WORK TO BE COMPLETED. Duplicate everything in the news article below from "The NDC scribe" down to "in the country.", word for word.
*** TEXT PASSAGE Section Begins ***
General Secretary of the opposition National Democratic Congress (NDC), Johnson Asiedu Nketia, has chastised Council of State member, Lawyer Sam Okudzeto over his call on the Electoral Commission (EC) to start the voters’ registration exercise in places not under the partial lockdown.
The NDC scribe said as a member of the Council, the former lawmaker is supposed to advise the President on important issues that would bring development to the nation and not to ill-advise state institutions.
The EC suspended its planned compilation of a new voters’ register over the ban on public gatherings imposed on Ghanaians by President Nana Addo Dankwa Akufo-Addo as part of efforts to curb the spread of the novel coronavirus disease in the country.
The exercise was scheduled to have begun on Saturday, April 18, but no new date has been announced following the suspension.
The EC says it wants to use the yet-to-be compiled voters’ register for the 2020 election on December 7, 2020.
Mr Okudzeto in an interview said “our [Ghana] case of the coronavirus is not as dramatic as it is in many countries which means that we only have few pockets in the two big municipalities and few of the smaller ones. So since the lockdown is not the whole of Ghana, the EC should start the registration in areas where there is no lockdown.”
Reacting to the comment by the Council of State member on the compilation of the voters register in the midst of COVID-19, the NDC General Secretary said in Twi: “The President has given the lockdown directives but his appointees on the ground are doing contrary because if a Council of State member says the EC should compile the voters’ register, then we have a problem in this country.
“We [Ghanaians] were expecting directives on the fight against the disease from [the Council of State] but have you heard from [the members]? While the President says we should halt and discourage public gathering, a senior member of Council of State is saying the opposite,” the NDC General Secretary added on Onua FM‘s ‘Yen Sempa’ on Thursday.
Mr Nketia said: “it’s not the will of the government to fight the disease. The fight against the illness is faulty because how can you say we should compile register at this time of the year?”
*** TEXT PASSAGE Section Ends ***
*** DATA PROVIDED Section Begins ***
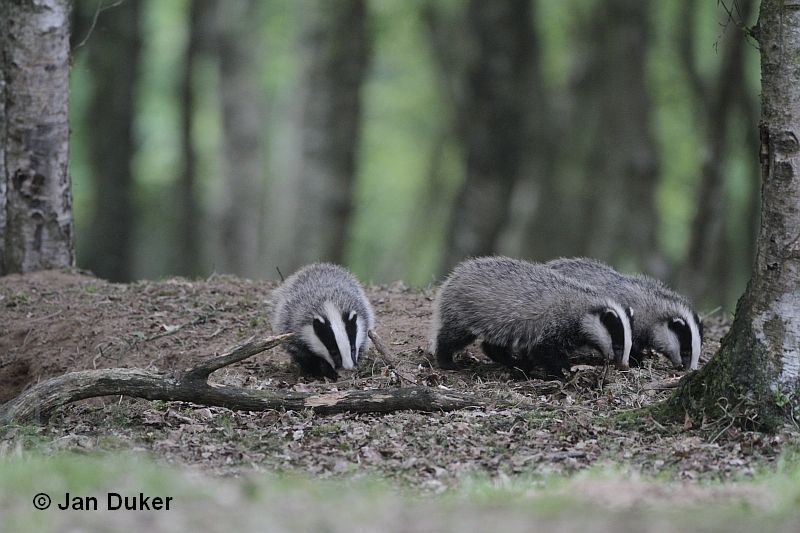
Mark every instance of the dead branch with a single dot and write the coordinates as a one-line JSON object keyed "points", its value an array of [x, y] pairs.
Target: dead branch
{"points": [[192, 386], [664, 384]]}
*** DATA PROVIDED Section Ends ***
REPLY.
The NDC scribe said as a member of the Council, the former lawmaker is supposed to advise the President on important issues that would bring development to the nation and not to ill-advise state institutions.
The EC suspended its planned compilation of a new voters’ register over the ban on public gatherings imposed on Ghanaians by President Nana Addo Dankwa Akufo-Addo as part of efforts to curb the spread of the novel coronavirus disease in the country.